◆ Challenge ◆
Take the part of the items that starts with the line containing "[locate] water bike" and runs through the end of the items. Change every "water bike" in it to "pedal boat", keep everything else the same, and write out only those lines.

[Data pulled from a collection]
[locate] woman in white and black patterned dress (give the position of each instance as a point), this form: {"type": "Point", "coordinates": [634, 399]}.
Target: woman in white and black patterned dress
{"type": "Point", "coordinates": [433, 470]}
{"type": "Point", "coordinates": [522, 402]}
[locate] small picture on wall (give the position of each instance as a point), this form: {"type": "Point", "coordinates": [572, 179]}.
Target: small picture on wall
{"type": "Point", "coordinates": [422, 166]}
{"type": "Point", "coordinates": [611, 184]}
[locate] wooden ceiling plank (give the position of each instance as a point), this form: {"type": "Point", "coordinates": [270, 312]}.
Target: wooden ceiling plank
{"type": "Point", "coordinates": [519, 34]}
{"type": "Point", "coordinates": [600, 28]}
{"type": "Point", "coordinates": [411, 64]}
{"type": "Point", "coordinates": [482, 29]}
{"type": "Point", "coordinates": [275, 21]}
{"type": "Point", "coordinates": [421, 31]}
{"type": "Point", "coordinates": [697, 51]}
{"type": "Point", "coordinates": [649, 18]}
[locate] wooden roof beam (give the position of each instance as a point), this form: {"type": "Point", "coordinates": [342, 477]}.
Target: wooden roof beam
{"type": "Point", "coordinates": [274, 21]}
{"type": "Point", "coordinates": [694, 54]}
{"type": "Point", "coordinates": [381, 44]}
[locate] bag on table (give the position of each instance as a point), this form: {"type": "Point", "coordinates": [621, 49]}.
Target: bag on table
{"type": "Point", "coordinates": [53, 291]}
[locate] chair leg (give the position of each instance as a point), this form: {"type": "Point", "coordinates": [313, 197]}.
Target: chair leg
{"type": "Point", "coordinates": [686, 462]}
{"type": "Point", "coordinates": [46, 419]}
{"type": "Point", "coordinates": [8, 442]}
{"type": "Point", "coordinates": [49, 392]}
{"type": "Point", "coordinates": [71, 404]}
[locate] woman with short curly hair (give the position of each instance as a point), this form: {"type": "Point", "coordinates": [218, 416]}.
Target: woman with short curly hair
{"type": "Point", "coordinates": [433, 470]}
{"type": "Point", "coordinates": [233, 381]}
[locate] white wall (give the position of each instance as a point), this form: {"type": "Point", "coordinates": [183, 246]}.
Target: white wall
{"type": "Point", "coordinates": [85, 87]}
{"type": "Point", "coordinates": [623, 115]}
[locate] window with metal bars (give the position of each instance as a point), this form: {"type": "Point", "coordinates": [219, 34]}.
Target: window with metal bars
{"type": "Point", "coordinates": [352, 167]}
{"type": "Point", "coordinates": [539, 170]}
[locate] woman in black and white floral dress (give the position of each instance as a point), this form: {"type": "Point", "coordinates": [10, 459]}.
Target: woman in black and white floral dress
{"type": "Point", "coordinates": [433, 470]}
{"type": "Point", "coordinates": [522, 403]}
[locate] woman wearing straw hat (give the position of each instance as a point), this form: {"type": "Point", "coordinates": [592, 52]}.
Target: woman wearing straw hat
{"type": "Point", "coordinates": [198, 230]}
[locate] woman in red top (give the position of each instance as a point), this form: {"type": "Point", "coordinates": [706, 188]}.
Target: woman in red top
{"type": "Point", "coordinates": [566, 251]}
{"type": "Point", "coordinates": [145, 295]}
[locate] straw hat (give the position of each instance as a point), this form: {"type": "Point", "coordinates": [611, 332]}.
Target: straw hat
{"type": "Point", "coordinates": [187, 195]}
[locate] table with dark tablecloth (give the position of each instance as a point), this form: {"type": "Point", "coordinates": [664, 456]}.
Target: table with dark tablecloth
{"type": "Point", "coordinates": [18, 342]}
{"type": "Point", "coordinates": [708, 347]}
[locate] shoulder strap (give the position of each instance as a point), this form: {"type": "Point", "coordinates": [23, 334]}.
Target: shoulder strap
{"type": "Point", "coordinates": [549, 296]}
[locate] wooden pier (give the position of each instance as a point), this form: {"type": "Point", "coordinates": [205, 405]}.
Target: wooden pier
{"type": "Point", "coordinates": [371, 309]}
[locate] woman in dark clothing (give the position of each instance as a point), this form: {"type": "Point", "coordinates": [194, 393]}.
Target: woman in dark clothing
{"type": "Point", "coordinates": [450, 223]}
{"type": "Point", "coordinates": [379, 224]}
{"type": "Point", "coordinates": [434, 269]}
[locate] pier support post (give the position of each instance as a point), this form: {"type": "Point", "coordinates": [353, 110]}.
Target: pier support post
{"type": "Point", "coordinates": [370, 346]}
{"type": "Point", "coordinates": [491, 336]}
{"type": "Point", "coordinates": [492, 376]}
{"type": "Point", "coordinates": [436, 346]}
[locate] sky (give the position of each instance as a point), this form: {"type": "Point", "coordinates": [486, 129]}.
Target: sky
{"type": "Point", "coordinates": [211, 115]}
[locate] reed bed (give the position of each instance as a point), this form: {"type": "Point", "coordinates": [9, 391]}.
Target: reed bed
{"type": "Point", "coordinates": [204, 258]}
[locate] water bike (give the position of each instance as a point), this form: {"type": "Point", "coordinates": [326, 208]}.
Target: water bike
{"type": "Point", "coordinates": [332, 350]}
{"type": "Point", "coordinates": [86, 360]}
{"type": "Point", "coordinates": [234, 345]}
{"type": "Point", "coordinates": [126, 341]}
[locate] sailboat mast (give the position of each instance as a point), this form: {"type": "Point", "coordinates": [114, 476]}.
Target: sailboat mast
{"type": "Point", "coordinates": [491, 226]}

◆ Output of the exercise ◆
[locate] pedal boat (give the position of each instance as a point), this form: {"type": "Point", "coordinates": [326, 208]}.
Target: pedal boat
{"type": "Point", "coordinates": [332, 350]}
{"type": "Point", "coordinates": [86, 360]}
{"type": "Point", "coordinates": [234, 345]}
{"type": "Point", "coordinates": [126, 341]}
[locate] sailboat mast (give the position of each instance as a point), this form: {"type": "Point", "coordinates": [114, 476]}.
Target: sailboat mast
{"type": "Point", "coordinates": [491, 226]}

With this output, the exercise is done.